----- The data -----
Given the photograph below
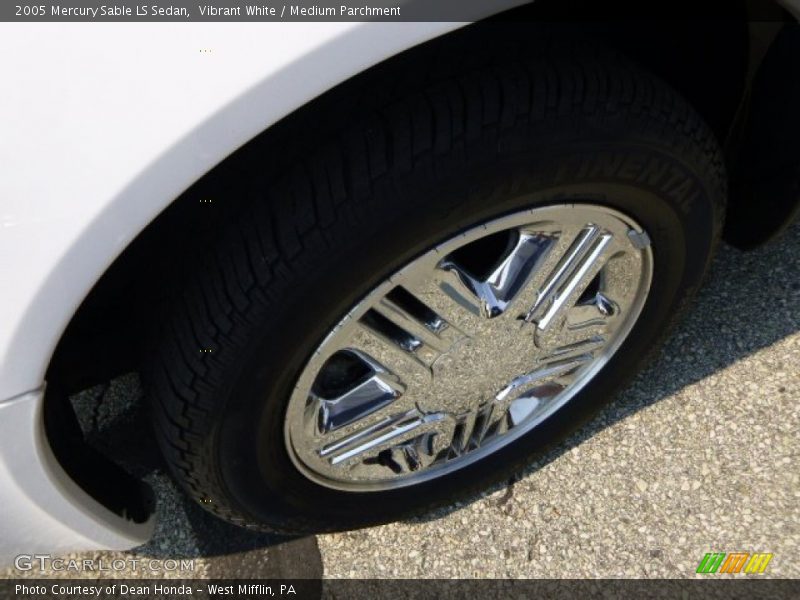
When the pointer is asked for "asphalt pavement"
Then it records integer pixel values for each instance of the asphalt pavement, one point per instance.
(699, 454)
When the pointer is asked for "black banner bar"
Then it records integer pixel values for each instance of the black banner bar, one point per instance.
(709, 587)
(379, 10)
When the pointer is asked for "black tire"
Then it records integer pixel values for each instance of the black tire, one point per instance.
(403, 178)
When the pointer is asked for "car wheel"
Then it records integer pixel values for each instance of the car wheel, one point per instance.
(436, 295)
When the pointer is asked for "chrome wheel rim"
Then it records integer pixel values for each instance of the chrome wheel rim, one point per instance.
(468, 347)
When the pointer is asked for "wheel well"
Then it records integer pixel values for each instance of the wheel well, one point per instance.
(106, 337)
(110, 333)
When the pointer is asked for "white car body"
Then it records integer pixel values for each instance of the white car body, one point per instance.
(102, 126)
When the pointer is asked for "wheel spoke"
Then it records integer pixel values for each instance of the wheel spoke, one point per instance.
(573, 274)
(371, 393)
(469, 346)
(491, 297)
(383, 435)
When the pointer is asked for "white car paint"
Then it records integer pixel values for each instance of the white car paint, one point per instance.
(43, 510)
(102, 126)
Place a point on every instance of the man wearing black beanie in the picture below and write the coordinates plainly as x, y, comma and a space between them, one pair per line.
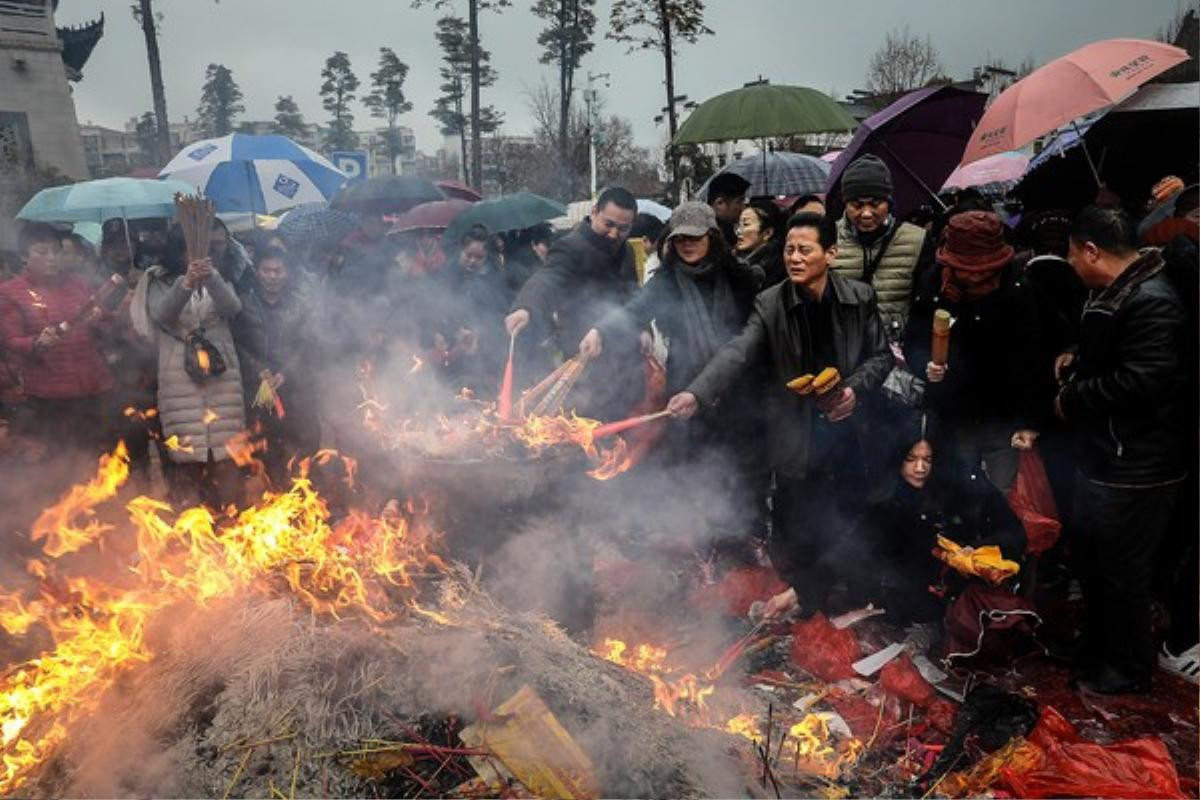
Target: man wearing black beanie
874, 247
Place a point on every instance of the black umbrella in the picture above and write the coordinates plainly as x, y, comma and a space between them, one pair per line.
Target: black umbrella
387, 194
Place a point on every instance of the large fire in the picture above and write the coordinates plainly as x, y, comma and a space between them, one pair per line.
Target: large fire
673, 689
361, 565
807, 746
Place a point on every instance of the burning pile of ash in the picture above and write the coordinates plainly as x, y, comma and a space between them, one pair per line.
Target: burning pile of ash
279, 651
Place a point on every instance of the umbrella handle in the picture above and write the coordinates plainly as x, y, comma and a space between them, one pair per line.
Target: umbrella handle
1087, 155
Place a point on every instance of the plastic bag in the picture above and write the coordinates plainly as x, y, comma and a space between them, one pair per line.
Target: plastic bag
1072, 767
642, 439
822, 650
1032, 501
901, 679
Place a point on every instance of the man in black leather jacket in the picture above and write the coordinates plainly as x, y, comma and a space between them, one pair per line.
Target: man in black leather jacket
815, 319
1125, 401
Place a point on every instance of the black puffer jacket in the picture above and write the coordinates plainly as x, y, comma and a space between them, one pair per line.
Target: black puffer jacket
1126, 400
582, 281
769, 259
772, 338
991, 370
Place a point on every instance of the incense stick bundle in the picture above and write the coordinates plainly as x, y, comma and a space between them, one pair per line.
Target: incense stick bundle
195, 216
621, 426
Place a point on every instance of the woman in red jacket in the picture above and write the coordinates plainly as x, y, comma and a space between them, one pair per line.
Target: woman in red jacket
46, 326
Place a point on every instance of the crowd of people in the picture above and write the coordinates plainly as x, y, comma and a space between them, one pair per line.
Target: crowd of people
1073, 337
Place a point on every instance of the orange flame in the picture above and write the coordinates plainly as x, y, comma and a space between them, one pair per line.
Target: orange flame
55, 524
174, 443
363, 565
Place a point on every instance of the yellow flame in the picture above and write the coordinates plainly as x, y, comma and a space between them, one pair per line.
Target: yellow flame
672, 691
57, 524
364, 565
174, 443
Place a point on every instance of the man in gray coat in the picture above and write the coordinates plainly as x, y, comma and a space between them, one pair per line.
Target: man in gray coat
813, 320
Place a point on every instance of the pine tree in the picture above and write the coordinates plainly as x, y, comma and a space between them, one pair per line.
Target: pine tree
220, 102
336, 94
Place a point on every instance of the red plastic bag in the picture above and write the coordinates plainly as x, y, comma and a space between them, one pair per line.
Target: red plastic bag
822, 650
737, 589
1072, 767
1032, 501
900, 678
987, 621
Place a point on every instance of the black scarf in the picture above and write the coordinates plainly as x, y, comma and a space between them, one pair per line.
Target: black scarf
706, 328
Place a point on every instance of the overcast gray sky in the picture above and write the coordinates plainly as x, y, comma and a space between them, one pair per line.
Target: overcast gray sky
277, 47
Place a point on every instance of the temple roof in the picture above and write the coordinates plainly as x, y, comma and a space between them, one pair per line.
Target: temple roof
78, 42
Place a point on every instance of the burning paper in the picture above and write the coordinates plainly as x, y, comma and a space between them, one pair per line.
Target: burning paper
533, 745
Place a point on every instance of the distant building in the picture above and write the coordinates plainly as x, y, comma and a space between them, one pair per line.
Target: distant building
111, 152
39, 131
379, 162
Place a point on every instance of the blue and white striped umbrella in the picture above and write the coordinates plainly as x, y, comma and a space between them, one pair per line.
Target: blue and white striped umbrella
258, 174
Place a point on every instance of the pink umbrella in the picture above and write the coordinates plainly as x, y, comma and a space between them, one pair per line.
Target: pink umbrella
1001, 168
430, 216
1081, 82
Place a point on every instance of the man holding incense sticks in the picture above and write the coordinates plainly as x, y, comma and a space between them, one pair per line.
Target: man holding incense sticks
-----
■ Task description ■
Only the line containing "Target: blue and white striped umbrella" and the lines after it, up to and including the last line of the data, should appear in the answer, exactly as written.

■ Answer space ■
Target: blue and white striped umbrella
258, 174
Place a point on every instance of the pink umbrella in the picture above and write the coordinates plainly as x, y, comma and a space between them, one pair per line.
Target: pink umbrella
1001, 168
430, 216
1081, 82
Place a point on every instance of the man holding incense sticks in the picture above and write the coordinates plainly as x, y, comma and a space between them, one pair per line.
Target: man holding incense sticks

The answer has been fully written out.